## TEXT SECTION:

# Optimisation, continuous, online, possibly stochastic

### looking at random things to find the hidden thing

The hip high-dimensionally-tractable version of classic offline optimisation, one step at a time.

Something I am learning about belatedly; be warned. These are not reference-grade notes.

Mini-batch and stochastic methods for minimising loss when you have a lot of data, or a lot of parameters, and using it all at once is silly, or when you want to iteratively improve your solution as data comes in, and you have access to a gradient for your loss, ideally automatically calculated. It’s not clear at all that it should work, except by collating all your data and optimising offline, except that much of modern machine learning shows that it does.

Sometimes this apparently stupid trick it might even be fast for small-dimensional cases, so you may as well try.

Technically, “online” optimisation in bandit/RL problems might imply that you have to “minimise regret online”, which has a slightly different meaning and, e.g. involves seeing each training only as it arrives along some notional arrow of time, yet wishing to make the “best” decision at the next time, and possibly choosing your next experiment in order to trade-off exploration versus exploitation etc.

In SGD you can see your data as often as you want and in whatever order, but you only look at a bit at a time. Usually the data is given and predictions make no difference to what information is available to you.

Some of the same technology pops up in each of these notions of online optimisation, but I am really thinking about SGD here.

There are many more permutations and variations used in practice.

## To file

The workhorse of many large-ish scale machine-learning techniques and especially deep neural networks. See Sebastian Ruder’s explanation and his comparison.

a.k.a. Frank-Wolfe algorithm: Don’t know much about this.

## Variance-reduced

Zeyuan Allen-Zhu : Faster Than SGD 1: Variance Reduction:

SGD is well-known for large-scale optimization. In my mind, there are two (and only two) fundamental improvements since the original introduction of SGD: (1) variance reduction, and (2) acceleration. In this post I’d love to conduct a survey regarding (1),

## Second order (Quasi-newton at scale)

## STUDY MATERIAL:
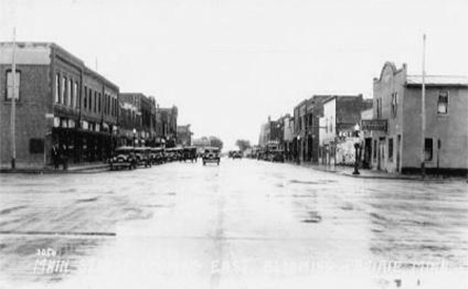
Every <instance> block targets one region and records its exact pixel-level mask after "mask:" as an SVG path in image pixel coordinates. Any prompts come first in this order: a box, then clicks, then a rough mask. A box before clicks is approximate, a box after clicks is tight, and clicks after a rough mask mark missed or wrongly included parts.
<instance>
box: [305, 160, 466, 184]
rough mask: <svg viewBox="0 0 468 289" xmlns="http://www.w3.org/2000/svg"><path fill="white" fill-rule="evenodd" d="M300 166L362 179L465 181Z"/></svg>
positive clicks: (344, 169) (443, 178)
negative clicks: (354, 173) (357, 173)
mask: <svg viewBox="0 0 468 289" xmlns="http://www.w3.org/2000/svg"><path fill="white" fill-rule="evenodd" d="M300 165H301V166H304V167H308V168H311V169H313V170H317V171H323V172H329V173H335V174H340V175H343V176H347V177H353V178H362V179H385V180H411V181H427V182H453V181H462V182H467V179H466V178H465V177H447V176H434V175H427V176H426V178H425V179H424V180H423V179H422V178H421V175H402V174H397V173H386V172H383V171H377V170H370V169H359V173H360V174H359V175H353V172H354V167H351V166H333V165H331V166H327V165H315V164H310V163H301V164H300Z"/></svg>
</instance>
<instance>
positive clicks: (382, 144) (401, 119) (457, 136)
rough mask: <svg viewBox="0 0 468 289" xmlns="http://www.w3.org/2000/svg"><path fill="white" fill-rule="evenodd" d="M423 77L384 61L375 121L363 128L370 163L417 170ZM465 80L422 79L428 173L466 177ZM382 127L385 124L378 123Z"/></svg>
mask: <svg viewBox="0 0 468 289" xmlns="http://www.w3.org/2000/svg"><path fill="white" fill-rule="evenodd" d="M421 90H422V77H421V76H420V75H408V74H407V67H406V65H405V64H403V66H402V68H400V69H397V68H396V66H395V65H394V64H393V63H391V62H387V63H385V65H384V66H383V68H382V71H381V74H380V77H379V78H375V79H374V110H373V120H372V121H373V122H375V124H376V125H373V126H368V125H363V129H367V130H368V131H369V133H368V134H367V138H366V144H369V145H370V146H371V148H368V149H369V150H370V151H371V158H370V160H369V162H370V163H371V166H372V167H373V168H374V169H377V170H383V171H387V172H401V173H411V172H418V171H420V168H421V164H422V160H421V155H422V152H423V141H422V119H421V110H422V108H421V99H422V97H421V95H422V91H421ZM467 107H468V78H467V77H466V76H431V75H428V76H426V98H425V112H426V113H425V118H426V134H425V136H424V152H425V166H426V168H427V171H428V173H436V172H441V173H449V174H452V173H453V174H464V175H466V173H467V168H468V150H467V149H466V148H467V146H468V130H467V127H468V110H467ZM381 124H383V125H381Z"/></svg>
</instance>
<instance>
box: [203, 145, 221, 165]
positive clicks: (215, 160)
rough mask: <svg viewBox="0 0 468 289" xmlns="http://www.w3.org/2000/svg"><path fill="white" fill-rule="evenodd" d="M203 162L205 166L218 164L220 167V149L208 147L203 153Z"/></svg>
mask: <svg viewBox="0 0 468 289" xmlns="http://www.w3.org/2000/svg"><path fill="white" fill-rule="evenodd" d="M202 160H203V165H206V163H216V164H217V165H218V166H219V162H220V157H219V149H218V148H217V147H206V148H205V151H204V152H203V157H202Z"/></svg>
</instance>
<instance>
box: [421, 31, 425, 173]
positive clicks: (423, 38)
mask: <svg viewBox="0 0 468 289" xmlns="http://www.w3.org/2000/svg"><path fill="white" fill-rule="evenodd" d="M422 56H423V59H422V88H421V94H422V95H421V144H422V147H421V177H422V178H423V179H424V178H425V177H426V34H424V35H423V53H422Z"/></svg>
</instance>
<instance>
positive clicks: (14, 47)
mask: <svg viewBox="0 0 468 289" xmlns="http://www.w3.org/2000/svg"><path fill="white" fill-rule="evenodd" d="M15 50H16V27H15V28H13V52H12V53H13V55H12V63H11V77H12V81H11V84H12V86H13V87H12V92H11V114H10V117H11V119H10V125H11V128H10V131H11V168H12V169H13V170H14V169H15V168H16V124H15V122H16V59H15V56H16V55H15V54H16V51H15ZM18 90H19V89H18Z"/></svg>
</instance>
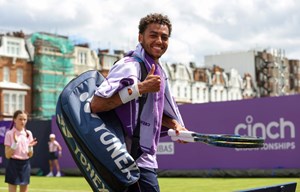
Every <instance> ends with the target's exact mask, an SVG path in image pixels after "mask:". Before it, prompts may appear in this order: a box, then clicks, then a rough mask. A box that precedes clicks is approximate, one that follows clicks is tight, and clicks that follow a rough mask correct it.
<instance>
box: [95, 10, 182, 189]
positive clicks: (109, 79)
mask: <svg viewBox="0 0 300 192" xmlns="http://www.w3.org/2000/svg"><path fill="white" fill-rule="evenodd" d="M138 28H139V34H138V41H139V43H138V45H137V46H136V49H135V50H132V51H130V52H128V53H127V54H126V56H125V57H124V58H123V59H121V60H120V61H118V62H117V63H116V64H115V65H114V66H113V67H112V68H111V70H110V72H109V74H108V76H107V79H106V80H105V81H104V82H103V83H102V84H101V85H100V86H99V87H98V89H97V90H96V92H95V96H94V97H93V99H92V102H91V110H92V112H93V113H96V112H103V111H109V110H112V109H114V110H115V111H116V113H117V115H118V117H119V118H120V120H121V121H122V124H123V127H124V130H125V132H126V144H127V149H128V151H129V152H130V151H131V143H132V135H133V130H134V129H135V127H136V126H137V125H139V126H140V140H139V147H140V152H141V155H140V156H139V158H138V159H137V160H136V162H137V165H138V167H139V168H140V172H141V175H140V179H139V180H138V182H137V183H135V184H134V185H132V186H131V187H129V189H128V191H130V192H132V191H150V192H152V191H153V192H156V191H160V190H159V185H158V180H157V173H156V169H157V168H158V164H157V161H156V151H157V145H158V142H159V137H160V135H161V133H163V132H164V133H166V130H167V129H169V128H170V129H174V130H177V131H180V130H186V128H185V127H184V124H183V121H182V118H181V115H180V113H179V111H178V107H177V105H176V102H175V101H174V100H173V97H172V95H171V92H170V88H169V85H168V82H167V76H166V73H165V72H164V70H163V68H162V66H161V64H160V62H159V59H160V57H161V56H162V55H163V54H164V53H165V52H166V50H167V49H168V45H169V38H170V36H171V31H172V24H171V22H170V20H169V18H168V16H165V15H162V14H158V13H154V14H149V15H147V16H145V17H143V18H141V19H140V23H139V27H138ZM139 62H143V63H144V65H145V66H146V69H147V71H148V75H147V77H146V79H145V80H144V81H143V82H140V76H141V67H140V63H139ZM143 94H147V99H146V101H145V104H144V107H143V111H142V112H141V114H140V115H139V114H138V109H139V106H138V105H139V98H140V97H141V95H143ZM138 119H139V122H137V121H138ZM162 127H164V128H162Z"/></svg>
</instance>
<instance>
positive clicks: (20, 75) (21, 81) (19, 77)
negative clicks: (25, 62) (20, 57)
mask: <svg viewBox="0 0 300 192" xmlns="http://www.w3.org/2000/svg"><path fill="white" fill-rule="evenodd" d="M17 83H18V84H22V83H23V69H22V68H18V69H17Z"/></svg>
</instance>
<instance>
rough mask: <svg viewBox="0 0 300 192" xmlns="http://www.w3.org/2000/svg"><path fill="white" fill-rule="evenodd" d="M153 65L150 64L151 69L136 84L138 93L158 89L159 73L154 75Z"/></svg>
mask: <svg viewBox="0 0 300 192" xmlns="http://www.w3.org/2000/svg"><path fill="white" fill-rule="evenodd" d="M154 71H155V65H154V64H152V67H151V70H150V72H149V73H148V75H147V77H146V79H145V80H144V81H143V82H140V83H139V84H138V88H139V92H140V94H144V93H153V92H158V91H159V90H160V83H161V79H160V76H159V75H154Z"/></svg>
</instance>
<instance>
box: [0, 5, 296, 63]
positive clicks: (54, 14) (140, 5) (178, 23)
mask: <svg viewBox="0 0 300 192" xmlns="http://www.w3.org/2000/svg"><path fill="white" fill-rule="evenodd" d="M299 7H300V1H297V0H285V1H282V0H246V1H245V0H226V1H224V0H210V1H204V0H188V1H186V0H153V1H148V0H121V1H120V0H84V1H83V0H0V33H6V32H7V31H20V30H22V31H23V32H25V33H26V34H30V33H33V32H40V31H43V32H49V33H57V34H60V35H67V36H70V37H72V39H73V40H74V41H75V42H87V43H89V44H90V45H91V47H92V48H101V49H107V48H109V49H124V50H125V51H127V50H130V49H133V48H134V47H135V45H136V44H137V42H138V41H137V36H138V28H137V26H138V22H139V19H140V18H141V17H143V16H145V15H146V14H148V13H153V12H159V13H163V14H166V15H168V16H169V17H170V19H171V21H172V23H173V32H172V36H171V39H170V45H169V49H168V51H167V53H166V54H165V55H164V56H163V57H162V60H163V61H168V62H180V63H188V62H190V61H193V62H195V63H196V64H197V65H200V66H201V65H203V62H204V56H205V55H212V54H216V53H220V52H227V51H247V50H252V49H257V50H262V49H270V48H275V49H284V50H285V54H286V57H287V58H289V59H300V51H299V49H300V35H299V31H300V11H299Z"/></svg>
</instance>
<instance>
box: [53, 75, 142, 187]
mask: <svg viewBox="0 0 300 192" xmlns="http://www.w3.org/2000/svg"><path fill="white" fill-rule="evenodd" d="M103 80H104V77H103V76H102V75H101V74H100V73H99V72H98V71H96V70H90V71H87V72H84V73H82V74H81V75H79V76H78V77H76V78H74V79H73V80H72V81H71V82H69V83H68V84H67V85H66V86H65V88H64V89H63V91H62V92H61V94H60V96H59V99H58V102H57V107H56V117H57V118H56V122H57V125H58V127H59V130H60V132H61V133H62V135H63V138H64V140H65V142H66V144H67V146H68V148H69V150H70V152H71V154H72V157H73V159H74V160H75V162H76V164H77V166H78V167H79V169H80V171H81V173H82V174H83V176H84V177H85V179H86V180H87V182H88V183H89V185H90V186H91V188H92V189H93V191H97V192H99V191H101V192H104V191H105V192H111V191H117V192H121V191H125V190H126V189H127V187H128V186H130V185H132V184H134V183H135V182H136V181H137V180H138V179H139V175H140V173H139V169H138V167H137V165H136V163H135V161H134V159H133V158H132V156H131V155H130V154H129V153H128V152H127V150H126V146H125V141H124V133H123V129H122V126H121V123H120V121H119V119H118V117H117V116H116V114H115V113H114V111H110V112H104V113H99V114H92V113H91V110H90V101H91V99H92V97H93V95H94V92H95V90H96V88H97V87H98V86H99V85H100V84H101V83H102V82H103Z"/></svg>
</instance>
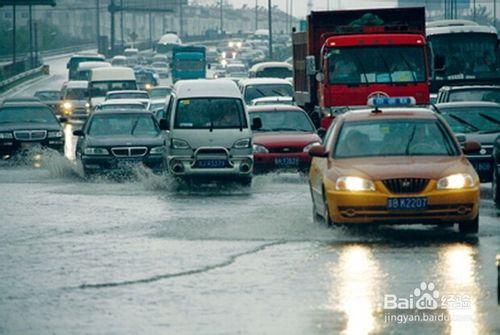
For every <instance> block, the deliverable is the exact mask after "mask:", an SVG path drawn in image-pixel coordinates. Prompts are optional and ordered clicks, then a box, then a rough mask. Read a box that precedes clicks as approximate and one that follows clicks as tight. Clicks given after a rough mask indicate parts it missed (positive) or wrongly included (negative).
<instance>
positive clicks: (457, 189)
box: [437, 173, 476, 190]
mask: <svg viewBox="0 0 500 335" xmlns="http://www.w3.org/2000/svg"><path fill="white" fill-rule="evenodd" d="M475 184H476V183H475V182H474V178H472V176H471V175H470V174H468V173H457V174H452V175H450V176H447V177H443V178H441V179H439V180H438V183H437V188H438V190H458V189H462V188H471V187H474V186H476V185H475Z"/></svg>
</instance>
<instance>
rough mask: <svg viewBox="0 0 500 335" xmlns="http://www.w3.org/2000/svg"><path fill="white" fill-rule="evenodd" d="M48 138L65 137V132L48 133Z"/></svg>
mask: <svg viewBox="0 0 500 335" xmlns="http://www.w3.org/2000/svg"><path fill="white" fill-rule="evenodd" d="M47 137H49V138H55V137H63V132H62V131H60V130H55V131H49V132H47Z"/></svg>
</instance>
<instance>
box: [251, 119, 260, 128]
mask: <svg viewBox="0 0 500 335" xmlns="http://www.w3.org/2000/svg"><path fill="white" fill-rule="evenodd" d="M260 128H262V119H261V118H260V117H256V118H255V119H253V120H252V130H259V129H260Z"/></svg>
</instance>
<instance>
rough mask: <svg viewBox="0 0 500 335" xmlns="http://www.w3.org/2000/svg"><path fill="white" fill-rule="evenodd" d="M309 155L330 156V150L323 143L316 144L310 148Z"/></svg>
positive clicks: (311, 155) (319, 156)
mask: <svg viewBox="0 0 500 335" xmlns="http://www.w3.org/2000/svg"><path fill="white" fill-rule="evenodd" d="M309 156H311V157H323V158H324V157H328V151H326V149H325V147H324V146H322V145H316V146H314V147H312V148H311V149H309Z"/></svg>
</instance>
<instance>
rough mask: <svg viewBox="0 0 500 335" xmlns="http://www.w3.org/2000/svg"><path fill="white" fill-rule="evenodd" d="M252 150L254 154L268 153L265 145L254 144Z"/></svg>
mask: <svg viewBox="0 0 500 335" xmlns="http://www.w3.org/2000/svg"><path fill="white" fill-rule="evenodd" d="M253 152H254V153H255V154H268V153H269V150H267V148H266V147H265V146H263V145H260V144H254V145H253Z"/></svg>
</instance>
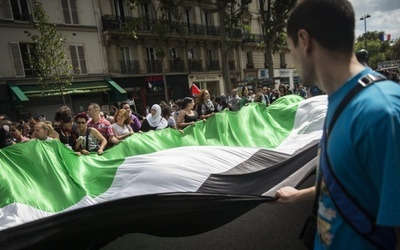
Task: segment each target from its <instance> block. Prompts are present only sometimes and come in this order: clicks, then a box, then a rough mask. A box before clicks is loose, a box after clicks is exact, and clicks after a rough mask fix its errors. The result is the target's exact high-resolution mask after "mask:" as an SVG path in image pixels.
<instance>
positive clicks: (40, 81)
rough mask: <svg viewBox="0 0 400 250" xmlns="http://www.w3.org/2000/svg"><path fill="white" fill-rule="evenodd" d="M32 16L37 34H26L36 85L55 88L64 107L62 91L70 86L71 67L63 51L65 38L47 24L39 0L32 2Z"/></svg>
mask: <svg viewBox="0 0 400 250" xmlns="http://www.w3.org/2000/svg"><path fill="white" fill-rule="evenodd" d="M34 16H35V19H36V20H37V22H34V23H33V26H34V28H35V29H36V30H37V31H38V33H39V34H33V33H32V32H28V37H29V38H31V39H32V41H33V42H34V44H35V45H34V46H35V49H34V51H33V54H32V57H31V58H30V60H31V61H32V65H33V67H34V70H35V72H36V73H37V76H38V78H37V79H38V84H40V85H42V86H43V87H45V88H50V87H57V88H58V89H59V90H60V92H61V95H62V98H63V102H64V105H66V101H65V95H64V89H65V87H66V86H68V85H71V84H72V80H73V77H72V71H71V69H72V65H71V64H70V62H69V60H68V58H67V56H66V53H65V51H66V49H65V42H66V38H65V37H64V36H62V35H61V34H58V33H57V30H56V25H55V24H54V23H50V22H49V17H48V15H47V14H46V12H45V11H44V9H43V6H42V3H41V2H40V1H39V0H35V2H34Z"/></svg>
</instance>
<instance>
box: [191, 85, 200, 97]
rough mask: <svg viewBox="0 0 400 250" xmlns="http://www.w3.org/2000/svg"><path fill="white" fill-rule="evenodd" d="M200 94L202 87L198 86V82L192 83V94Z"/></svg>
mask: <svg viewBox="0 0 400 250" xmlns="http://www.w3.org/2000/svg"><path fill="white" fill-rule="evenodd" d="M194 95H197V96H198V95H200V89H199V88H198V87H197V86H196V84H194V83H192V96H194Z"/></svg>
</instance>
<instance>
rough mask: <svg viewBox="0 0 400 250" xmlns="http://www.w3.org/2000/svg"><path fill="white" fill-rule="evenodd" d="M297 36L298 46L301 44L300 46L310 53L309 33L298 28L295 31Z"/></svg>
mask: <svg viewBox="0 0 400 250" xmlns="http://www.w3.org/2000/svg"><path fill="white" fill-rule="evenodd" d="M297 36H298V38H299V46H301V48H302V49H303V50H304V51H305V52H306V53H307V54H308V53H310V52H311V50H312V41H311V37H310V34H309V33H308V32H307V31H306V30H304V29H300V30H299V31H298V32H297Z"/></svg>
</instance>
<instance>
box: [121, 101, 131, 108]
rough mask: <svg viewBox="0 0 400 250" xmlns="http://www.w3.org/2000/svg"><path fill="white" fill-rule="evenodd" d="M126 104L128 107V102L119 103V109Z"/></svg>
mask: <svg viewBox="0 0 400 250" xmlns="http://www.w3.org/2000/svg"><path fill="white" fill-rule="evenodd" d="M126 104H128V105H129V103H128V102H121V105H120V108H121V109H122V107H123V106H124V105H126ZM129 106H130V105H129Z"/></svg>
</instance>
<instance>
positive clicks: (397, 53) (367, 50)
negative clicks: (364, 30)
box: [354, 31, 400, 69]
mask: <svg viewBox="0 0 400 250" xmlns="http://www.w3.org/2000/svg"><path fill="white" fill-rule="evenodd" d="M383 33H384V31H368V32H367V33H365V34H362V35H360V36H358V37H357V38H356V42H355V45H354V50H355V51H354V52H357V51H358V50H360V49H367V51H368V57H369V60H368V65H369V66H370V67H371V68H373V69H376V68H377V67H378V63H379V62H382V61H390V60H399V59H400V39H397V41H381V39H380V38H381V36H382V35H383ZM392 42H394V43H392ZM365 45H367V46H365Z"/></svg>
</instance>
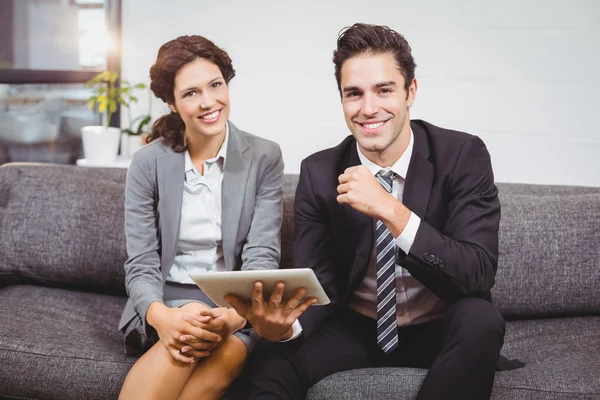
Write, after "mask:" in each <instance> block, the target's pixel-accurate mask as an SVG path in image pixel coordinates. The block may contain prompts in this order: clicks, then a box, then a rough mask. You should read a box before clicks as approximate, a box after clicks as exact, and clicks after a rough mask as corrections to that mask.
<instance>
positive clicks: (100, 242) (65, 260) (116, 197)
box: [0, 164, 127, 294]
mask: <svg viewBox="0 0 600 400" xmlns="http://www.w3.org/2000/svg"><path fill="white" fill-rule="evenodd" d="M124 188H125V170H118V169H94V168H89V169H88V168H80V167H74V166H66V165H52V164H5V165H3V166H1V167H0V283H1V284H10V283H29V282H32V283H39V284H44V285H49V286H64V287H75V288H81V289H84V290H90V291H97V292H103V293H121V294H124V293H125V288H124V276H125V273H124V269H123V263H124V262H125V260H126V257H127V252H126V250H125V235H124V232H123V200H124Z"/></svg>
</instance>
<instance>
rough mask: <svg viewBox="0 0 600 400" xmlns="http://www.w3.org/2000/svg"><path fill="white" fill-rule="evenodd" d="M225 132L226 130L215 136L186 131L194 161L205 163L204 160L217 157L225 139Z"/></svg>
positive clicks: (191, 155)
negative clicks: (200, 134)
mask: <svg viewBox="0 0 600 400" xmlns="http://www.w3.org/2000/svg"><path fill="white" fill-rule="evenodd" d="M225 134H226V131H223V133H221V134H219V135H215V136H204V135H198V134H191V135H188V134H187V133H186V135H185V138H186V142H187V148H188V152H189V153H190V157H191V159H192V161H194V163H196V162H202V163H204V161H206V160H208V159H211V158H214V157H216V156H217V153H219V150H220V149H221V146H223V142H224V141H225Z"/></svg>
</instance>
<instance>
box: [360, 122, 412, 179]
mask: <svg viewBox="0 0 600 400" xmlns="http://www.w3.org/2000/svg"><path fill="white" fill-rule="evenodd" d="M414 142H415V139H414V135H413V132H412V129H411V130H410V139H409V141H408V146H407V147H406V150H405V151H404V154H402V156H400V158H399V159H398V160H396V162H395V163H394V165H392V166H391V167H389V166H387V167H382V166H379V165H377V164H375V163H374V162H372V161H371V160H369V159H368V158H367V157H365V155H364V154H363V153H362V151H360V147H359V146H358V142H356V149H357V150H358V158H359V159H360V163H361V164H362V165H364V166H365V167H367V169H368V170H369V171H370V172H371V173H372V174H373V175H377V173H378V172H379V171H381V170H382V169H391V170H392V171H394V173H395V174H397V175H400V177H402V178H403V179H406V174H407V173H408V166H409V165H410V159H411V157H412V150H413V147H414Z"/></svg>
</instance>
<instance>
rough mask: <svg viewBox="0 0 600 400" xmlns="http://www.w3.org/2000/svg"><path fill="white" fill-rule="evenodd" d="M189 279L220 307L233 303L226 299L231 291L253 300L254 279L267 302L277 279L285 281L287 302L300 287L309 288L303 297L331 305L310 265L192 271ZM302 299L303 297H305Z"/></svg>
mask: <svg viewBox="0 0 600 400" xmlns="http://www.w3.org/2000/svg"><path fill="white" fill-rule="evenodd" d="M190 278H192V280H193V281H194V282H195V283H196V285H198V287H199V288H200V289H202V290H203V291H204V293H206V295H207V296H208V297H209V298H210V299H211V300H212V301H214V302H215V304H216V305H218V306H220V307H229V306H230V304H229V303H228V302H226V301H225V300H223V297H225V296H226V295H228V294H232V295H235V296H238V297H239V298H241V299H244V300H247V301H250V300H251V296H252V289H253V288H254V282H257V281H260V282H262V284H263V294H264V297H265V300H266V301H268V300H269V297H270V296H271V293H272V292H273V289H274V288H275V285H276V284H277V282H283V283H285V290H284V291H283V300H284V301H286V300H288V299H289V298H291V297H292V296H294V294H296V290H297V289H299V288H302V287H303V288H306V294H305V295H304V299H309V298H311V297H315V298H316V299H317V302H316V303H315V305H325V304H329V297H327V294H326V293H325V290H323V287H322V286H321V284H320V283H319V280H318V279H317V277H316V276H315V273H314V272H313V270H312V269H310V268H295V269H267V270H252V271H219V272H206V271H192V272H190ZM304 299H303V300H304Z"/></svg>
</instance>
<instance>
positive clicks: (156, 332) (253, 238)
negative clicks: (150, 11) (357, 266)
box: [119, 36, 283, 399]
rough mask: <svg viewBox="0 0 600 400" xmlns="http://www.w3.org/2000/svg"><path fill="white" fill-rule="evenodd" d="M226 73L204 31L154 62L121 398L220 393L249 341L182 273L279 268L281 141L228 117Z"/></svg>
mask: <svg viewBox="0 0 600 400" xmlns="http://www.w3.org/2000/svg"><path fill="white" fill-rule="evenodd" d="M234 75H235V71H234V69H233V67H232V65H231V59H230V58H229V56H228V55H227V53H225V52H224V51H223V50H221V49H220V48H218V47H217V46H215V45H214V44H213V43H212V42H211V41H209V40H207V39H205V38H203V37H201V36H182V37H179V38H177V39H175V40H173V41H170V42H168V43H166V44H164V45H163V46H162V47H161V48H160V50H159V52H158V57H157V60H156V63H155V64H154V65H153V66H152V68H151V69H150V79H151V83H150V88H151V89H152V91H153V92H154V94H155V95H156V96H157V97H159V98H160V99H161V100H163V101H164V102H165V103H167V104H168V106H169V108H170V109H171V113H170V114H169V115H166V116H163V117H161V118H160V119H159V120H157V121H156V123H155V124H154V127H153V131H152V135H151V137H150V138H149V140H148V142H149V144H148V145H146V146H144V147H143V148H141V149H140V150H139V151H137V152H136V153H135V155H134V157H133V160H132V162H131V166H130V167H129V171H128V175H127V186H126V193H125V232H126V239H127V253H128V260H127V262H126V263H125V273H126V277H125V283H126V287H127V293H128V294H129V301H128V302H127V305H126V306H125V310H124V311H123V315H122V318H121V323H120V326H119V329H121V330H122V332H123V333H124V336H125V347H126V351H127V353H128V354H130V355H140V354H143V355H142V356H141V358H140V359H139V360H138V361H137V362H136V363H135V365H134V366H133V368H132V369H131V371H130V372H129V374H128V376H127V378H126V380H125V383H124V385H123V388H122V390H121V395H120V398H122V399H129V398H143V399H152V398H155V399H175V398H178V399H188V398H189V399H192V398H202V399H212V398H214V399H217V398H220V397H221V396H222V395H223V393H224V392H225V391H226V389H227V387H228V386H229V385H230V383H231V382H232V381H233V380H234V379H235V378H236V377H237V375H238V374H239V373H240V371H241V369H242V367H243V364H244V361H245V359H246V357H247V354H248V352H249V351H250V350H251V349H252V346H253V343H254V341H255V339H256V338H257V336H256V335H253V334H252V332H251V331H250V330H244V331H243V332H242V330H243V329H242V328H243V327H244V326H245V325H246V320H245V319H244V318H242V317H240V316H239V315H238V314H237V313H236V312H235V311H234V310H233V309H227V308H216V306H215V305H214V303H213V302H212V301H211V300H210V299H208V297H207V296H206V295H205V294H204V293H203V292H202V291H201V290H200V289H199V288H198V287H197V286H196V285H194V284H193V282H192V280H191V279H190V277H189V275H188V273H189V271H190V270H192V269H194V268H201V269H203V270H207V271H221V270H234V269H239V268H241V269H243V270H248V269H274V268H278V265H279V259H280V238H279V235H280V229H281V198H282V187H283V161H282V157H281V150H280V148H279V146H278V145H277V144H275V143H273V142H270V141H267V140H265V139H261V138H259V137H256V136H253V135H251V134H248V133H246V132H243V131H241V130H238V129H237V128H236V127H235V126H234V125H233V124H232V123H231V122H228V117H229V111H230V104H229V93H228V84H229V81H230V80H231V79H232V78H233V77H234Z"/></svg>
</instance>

## PROBLEM SET:
1. Pick out each line of the listing that contains the string "drawn".
2. Write what comes next in the notes on online stochastic optimization, starting after their final heading.
The optimization notes and the listing come from unrelated sources.

## RESULTS FOR THE EXERCISE:
1.
For every <instance> block, the deliverable is the exact mask after "mask:", an SVG path drawn in image-pixel coordinates. Prompts are optional and ordered clicks, then a box, then a rough mask. Read a box that precedes clicks as approximate and one that follows clicks as tight. Clicks given after a rough mask indicate parts it missed (positive) or wrongly included (negative).

2.
LiSSA attempts to make 2nd order gradient descent methods practical (AgBH16):

linear time stochastic second order algorithm that achieves linear convergence for typical problems in machine learning while still maintaining run-times theoretically comparable to state-of-the-art first order algorithms. This relies heavily on the special structure of the optimization problem that allows our unbiased hessian estimator to be implemented efficiently, using only vector-vector products.

David McAllester observes:

Since $H^{t+1}y^t$ can be computed efficiently whenever we can run backpropagation, the conditions under which the LiSSA algorithm can be run are actually much more general than the paper suggests. Backpropagation can be run on essentially any natural loss function.

What is Francis Bach’s new baby? Finite sample guarnatees for certain unusual treatemetns of SGD for certain problems: (BaMo11, BaMo13)

Beyond stochastic gradient descent for large-scale machine learning

Many machine learning and signal processing problems are traditionally cast as convex optimization problems. A common difficulty in solving these problems is the size of the data, where there are many observations (‘large n’) and each of these is large (‘large p’). In this setting, online algorithms such as stochastic gradient descent which pass over the data only once, are usually preferred over batch algorithms, which require multiple passes over the data. In this talk, I will show how the smoothness of loss functions may be used to design novel algorithms with improved behavior, both in theory and practice: in the ideal infinite-data setting, an efficient novel Newton-based stochastic approximation algorithm leads to a convergence rate of O(1/n) without strong convexity assumptions, while in the practical finite-data setting, an appropriate combination of batch and online algorithms leads to unexpected behaviors, such as a linear convergence rate for strongly convex problems, with an iteration cost similar to stochastic gradient descent. (joint work with Nicolas Le Roux, Eric Moulines and Mark Schmidt).

### Momentum, Nesterov Accelerated

How is this different than Newton-esque?

Firstly there is momentum gradient descent (TBD)

then Nesterov, giving Magical high speed convergence for smooth functions very simply, but with an esoteric explanation: Improved Nesterov accelaration and a lovely explanation of what the hell it is.

The summary from Goodfellow and Bengios deep learning book:

With Nesterov momentum the gradient is evaluated after the current velocity is applied. Thus one can interpret Nesterov momentum as attempting to add a correction factor to the standard method of momentum.

Normally considered for Gradient Descent, but also works for coordinate descent (Nest12a) and second order (Nest07).

Do momentum methods in the SGD setting fit here?

Hmmm.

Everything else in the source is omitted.